* Selección *
***

Pero, dejando aparte la interpretación de Mitchum, quiero romper una lanza por Shelley Winters, una magnífica actriz que tuvo que enfrentarse a una serie de personajes en su carrera de los que una actriz con otro bagaje no saldría victoriosa, pero que nos dan la medida exacta de la grandeza de una intérprete excepcional.
Especializada en un tipo de personaje que rozaba lo insoportable (incluso a veces, como en esta ocasión, lo condenadamente estúpido), tuvo que ser una mujer muy inteligente, puesto que hacía de boba como nadie.

***

* Datos registrados *

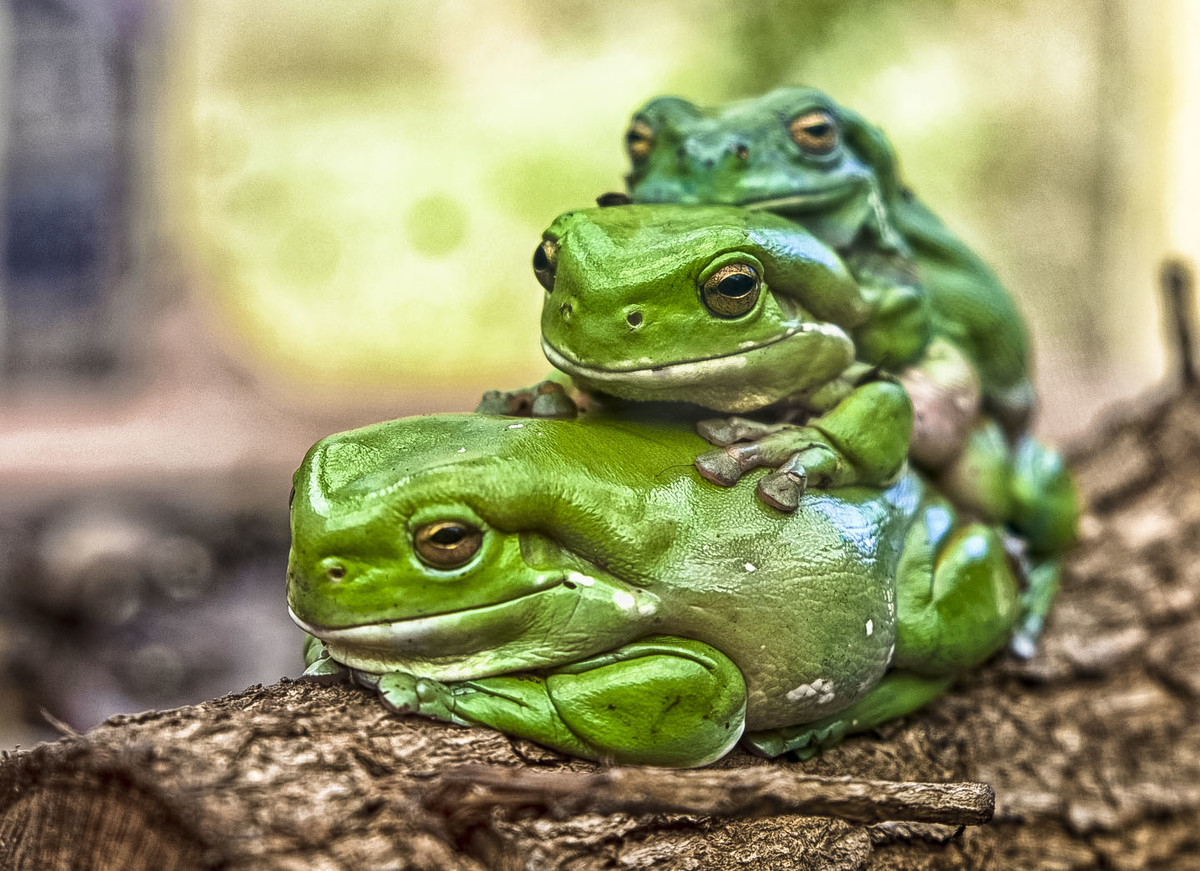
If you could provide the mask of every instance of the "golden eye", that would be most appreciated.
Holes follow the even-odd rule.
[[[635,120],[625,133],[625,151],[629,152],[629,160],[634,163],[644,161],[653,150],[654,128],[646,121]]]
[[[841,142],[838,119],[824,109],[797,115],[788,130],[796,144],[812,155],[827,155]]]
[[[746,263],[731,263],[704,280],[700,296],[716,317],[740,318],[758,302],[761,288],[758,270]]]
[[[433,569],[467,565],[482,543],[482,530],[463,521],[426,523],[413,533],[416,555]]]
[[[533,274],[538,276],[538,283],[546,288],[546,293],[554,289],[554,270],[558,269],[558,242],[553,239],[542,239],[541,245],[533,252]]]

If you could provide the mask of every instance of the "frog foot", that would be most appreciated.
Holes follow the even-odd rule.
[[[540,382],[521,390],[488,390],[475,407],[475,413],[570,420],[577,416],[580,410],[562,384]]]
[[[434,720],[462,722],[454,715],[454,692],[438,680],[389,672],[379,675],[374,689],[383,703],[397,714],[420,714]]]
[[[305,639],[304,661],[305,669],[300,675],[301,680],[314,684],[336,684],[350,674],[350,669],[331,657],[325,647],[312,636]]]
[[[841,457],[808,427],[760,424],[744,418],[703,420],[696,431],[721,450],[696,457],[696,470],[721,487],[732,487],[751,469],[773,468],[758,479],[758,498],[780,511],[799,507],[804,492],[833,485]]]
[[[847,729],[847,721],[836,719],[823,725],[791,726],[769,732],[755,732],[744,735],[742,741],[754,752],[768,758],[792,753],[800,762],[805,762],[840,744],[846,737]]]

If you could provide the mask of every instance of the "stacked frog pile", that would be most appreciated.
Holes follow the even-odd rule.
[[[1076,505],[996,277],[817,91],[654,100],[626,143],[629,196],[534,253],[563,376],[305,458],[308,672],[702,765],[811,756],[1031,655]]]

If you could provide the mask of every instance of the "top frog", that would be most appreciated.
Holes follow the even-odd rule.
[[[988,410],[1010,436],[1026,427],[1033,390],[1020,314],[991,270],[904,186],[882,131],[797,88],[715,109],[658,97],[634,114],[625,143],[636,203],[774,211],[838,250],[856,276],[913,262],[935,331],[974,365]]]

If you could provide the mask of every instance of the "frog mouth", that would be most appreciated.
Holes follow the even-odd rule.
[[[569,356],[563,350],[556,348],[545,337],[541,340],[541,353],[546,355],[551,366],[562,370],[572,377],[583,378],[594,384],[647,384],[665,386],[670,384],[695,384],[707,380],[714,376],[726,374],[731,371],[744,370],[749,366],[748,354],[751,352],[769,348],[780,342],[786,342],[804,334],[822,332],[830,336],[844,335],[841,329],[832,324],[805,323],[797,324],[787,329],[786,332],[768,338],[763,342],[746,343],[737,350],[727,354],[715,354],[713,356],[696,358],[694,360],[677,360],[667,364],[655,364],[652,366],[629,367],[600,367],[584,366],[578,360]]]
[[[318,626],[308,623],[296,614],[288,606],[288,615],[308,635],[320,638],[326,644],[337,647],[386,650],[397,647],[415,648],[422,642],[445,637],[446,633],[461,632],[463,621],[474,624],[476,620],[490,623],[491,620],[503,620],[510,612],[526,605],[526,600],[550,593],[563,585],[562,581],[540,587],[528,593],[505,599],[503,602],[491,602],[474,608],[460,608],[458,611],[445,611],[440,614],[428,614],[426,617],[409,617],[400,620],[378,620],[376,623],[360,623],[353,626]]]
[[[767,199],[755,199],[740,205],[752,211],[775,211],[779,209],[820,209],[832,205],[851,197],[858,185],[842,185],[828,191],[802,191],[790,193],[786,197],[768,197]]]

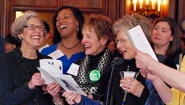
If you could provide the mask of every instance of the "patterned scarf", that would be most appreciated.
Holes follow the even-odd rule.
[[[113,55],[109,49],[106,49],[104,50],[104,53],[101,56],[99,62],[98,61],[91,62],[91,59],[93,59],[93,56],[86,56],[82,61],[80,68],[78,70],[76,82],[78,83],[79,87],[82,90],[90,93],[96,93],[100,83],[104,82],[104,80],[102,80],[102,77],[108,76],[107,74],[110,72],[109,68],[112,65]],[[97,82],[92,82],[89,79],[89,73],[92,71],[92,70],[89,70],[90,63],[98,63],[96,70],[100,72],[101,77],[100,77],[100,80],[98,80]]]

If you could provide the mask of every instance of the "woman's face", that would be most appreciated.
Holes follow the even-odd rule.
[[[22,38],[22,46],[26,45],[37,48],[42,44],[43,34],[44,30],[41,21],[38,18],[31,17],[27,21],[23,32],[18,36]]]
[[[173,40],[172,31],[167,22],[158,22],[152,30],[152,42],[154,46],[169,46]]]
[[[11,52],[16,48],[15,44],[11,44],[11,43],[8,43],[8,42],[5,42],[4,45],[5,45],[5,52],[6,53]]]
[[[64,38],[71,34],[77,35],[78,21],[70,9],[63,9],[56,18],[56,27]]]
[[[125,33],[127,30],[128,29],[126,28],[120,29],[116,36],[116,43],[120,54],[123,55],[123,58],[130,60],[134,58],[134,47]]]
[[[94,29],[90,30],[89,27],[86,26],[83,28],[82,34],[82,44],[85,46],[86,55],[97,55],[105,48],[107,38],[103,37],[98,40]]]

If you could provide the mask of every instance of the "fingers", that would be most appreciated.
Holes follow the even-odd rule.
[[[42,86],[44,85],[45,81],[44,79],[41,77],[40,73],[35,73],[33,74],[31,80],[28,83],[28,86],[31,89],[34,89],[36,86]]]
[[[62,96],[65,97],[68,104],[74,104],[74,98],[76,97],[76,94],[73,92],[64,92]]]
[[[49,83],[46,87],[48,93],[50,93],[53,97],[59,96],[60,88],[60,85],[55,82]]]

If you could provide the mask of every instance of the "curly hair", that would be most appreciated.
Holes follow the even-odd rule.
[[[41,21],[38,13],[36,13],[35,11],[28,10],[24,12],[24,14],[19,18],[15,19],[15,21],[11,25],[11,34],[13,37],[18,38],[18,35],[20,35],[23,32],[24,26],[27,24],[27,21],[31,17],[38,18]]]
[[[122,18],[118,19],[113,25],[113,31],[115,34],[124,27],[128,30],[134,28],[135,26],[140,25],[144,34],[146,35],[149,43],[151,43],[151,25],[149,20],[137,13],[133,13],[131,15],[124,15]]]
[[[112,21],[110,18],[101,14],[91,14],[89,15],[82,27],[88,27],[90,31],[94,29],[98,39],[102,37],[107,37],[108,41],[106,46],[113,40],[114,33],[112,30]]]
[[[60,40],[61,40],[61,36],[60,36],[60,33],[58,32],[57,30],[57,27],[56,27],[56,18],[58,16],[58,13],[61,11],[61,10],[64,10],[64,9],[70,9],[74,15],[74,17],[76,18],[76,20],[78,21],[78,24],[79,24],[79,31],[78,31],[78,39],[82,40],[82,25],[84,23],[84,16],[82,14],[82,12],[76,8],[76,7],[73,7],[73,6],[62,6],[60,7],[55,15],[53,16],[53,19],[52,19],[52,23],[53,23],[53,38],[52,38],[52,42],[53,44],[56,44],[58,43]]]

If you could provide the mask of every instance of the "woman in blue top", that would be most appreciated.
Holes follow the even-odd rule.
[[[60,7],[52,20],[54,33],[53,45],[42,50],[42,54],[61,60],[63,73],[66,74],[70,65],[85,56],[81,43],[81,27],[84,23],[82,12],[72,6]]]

***

Responde, por favor, estas preguntas sobre la selección:
(a) ¿De quién es la interpretación que el autor deja aparte?
(b) ¿Por qué actriz quiere romper una lanza?
(c) Según el texto, ¿qué hacía esa actriz "como nadie"?

(a) De Mitchum.
(b) Por Shelley Winters.
(c) Hacía de boba.